Extract —

Studio album by Grazhdanskaya Oborona
- Released: 1985, 1988
- Recorded: GrOb Studio, Summer 1985 / 12–22 January 1988
- Genre: Punk rock; noise rock; garage punk;
- Length: 42:19
- Label: GrOb
- Producer: Yegor Letov

Grazhdanskaya Oborona chronology
|  | Poganaya molodyozh (1985) | Optimizm (1985) |

Alternative cover
- The cover as used on the 2005 CD release by Misteriya Zvuka and the 2011 vinyl release by Stanzmarke

= Poganaya molodyozh' =

Poganaya molodyozh (Поганая молодёжь, Nasty/Filthy Youth) is the first studio album by the Russian band Grazhdanskaya Oborona. The album was released in 1985. It was recorded concurrently with its follow-up Optimizm.

Although the copyright date on the album states 1985, it was actually released in 1989 after a series of lengthy revisions.

==Background and recording==
The original versions of Poganaya molodezh and Optimizm were recorded in 1984 with Yegor Letov and Konstantin Ryabinov (Kuzya UO, Кузя УО) and intended to be a Posev album. In late 1984, when the KGB found out about Poganaya molodezh, the band was forcibly broken up; Kuzya UO was conscripted into the army and Letov was sent to a mental asylum. Three months later, in March 1985, Letov was released.

Description of the task —
Answer these questions about the Poganaya molodyozh article:
1. Who produced the album?
2. In what year was the album actually released?
3. In what month and year was Letov released from the mental asylum?

(Object pointing dataset rows)
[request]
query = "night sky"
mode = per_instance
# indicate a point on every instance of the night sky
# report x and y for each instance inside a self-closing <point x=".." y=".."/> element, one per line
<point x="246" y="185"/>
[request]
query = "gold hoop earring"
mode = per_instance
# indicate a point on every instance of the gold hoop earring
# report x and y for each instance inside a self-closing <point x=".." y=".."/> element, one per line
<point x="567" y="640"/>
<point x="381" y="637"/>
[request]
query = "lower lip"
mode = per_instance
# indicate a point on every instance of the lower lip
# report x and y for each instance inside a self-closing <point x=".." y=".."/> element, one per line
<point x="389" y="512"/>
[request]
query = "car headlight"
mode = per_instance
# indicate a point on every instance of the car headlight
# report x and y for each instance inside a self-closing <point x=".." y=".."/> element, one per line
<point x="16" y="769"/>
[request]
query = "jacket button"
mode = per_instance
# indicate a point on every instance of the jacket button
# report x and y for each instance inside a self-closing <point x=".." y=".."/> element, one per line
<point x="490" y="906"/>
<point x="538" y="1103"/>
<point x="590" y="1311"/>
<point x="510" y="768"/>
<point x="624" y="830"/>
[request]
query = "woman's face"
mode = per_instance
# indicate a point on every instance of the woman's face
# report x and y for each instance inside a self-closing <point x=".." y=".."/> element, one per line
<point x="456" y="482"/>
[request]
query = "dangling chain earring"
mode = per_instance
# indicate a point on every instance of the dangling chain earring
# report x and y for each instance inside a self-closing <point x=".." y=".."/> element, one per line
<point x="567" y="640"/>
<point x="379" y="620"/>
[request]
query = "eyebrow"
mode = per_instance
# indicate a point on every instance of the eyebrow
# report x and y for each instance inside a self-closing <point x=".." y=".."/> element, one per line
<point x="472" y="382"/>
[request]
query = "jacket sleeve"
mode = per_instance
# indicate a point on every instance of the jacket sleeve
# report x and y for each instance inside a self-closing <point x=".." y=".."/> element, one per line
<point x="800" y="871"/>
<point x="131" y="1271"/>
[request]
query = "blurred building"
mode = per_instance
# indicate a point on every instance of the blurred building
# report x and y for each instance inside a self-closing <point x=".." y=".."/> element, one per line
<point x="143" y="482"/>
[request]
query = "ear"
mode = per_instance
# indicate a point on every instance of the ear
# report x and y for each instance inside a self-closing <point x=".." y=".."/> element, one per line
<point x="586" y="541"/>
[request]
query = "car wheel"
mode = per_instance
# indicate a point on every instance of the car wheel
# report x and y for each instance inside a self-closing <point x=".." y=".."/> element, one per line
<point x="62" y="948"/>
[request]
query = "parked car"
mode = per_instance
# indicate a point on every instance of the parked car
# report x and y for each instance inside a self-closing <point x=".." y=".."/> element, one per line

Exercise result —
1. Yegor Letov
2. 1989
3. March 1985